Listed entries:
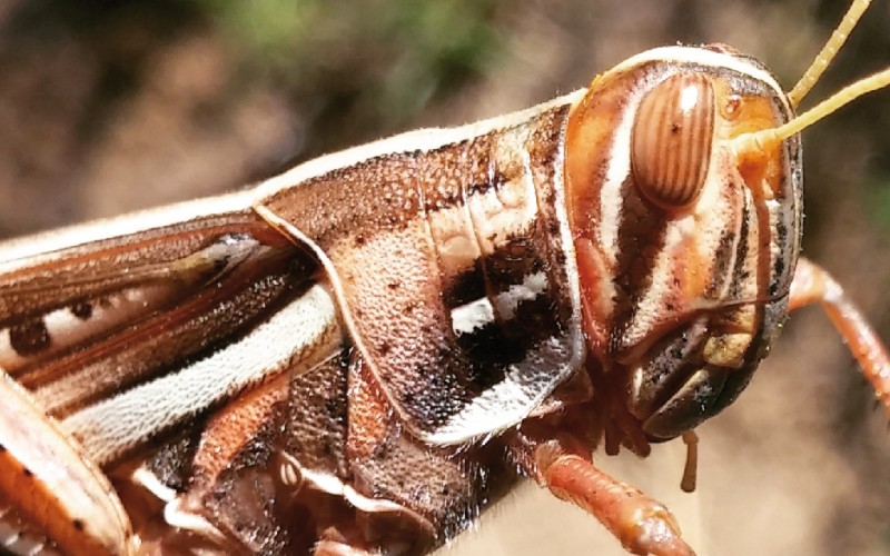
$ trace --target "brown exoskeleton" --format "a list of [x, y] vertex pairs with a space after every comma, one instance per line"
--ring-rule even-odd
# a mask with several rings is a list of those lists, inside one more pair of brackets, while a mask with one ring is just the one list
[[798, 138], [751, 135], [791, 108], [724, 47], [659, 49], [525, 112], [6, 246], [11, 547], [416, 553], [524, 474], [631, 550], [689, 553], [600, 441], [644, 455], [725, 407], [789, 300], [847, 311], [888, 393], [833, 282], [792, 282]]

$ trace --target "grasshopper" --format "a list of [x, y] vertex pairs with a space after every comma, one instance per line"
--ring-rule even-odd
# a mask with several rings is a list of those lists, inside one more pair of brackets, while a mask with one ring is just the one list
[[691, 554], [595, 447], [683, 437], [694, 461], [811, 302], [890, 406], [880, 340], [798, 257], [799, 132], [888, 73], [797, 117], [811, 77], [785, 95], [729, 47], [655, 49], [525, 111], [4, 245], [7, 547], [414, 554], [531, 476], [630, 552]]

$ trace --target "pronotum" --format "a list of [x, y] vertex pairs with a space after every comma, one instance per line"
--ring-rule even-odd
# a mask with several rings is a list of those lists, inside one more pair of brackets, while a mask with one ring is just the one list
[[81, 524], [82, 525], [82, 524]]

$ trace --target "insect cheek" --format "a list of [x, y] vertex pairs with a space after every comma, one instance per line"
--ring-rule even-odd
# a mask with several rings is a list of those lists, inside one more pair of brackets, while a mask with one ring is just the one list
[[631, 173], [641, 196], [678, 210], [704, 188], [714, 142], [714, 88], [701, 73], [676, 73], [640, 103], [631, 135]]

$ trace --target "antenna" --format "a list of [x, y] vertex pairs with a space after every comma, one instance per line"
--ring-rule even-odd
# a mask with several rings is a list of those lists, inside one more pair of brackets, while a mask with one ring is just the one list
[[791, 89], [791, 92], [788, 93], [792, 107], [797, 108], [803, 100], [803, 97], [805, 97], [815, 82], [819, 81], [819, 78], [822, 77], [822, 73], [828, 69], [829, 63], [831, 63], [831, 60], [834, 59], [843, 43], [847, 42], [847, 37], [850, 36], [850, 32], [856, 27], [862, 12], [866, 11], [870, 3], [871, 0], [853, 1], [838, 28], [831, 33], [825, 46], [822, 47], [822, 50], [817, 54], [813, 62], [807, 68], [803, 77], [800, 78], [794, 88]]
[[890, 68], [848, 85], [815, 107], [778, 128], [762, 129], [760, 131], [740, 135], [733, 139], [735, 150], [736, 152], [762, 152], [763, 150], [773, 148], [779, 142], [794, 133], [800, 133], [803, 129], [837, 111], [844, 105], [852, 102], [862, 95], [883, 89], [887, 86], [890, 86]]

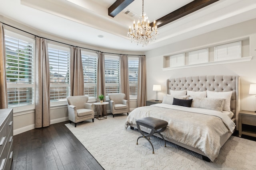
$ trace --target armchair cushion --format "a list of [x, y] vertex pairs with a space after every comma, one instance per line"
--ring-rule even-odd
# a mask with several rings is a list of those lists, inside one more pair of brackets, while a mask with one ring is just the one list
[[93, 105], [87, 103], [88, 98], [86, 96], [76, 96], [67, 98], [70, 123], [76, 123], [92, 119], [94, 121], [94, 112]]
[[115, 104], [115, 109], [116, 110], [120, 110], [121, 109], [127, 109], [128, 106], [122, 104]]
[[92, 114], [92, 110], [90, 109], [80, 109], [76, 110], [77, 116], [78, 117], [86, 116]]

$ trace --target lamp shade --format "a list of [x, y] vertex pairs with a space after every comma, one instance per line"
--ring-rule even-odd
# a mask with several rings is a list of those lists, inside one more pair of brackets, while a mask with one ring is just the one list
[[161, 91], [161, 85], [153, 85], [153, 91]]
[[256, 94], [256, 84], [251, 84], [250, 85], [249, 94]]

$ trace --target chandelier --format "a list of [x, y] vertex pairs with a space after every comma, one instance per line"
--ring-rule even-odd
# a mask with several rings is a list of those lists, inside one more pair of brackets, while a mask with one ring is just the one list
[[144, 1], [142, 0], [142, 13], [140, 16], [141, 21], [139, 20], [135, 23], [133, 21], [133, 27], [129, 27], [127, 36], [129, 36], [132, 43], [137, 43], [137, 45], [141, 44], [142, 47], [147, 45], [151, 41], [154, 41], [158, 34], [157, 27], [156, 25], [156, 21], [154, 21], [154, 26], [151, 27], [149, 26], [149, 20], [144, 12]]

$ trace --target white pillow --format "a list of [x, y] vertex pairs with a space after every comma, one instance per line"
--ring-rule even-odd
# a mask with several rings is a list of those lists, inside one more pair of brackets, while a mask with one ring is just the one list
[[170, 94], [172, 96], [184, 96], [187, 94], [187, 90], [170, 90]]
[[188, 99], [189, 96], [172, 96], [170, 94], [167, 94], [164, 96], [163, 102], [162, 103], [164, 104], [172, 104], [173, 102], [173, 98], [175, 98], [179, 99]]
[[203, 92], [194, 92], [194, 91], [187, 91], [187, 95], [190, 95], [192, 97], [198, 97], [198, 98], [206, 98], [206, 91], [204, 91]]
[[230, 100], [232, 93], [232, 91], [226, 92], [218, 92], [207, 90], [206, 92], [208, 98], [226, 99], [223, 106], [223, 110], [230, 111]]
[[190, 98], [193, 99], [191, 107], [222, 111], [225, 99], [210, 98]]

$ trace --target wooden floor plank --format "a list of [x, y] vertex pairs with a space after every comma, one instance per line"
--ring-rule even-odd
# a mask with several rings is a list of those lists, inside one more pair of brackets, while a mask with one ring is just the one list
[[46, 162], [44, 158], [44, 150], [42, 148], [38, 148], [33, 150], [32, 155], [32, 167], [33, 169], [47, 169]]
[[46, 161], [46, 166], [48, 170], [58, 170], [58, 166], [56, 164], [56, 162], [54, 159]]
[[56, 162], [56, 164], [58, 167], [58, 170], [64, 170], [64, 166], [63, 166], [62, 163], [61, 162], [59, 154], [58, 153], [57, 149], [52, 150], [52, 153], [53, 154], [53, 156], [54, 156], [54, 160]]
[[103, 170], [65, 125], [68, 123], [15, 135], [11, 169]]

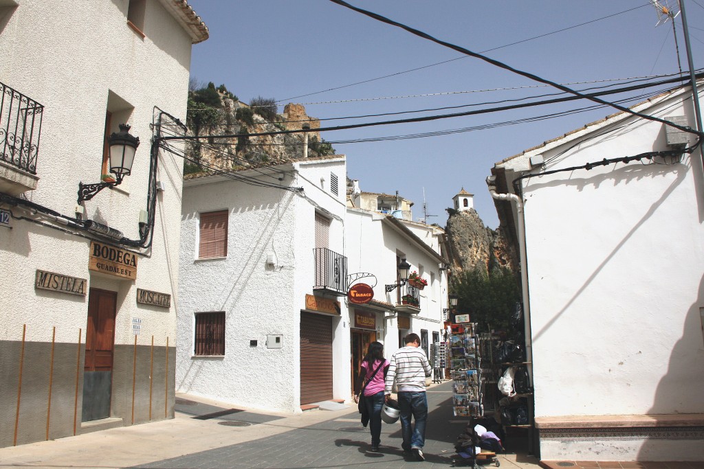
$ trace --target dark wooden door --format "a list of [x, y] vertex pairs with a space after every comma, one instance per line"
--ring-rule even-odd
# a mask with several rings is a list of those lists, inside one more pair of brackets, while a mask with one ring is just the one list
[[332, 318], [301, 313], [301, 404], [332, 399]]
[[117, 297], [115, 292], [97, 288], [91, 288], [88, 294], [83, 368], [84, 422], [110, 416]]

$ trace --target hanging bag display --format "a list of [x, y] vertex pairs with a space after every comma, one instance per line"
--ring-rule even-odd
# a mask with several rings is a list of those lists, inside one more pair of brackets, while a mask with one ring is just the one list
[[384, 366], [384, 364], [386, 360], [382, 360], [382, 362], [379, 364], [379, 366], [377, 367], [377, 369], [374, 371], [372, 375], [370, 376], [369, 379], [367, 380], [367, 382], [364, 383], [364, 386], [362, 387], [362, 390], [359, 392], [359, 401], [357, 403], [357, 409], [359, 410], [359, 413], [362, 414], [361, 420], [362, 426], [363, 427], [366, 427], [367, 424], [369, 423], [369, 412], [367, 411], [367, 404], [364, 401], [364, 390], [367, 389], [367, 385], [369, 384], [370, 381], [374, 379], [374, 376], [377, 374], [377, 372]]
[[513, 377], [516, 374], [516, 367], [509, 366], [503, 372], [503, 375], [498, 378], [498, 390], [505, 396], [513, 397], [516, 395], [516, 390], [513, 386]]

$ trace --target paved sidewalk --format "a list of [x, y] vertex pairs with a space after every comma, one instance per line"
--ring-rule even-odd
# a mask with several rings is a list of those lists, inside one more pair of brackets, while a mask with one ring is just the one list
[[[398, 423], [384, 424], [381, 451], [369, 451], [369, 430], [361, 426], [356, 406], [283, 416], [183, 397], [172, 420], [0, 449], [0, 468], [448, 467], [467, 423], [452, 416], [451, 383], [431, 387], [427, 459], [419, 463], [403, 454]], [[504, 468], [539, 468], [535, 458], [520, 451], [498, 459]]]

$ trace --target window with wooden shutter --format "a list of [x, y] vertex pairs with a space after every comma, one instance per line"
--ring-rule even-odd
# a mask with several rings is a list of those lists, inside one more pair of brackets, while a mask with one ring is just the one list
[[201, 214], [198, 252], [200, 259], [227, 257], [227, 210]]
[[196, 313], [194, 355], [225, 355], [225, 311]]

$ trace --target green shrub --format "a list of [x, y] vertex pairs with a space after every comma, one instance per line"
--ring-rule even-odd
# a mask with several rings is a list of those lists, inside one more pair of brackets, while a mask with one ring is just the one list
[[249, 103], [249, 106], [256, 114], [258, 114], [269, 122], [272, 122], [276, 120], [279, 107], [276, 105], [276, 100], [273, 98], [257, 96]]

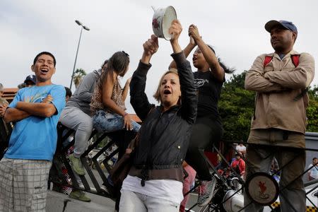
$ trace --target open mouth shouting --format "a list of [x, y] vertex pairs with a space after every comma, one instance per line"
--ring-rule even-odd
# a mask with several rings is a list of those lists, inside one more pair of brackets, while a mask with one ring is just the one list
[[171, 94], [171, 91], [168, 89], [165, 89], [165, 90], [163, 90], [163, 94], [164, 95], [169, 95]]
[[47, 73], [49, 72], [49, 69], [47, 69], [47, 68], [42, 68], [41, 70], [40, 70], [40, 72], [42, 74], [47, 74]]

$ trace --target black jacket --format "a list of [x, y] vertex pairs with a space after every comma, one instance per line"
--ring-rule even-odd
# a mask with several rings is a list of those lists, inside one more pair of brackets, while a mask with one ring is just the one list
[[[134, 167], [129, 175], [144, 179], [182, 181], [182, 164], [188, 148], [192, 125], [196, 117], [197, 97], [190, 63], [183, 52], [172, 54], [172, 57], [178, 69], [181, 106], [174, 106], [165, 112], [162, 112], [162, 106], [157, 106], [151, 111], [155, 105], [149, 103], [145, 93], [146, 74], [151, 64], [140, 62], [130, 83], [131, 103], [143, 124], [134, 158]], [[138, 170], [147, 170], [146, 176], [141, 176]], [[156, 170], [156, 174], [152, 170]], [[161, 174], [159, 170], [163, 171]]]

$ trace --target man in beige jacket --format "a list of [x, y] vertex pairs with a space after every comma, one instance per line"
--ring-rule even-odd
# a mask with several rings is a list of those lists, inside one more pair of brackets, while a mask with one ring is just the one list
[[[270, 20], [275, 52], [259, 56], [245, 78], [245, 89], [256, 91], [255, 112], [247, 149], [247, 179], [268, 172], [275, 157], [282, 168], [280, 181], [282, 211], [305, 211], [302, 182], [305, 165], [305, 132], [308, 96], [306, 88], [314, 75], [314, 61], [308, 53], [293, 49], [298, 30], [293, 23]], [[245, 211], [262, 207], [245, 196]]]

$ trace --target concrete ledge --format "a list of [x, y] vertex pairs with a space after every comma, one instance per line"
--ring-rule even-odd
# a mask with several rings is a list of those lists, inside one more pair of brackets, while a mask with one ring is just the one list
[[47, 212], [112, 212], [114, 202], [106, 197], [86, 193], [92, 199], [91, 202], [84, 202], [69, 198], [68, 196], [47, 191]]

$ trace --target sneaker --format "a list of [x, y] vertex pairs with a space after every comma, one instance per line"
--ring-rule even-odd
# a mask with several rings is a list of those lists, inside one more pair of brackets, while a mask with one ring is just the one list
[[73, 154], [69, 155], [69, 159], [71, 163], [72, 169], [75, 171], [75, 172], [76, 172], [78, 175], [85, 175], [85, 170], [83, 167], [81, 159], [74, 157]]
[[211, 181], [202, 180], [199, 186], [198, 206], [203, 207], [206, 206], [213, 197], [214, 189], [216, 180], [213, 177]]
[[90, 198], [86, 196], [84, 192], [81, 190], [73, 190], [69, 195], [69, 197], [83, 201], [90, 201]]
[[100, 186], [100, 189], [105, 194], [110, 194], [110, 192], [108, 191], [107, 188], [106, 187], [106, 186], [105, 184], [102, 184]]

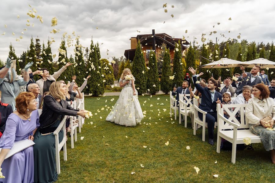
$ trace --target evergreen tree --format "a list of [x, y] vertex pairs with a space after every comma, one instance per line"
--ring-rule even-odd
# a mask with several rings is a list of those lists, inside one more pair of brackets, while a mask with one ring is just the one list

What is being asked:
Return the lines from the line containing "trace --target evergreen" through the end of the records, reproduced verbatim.

The answer:
$ trace --target evergreen tree --format "a list of [x, y] vertex pairs with a space after every comma, one instance per line"
--ring-rule even-odd
# a mask with several rings is a list of those lists, inside one more pair of brackets, while a mask with one ring is just the one list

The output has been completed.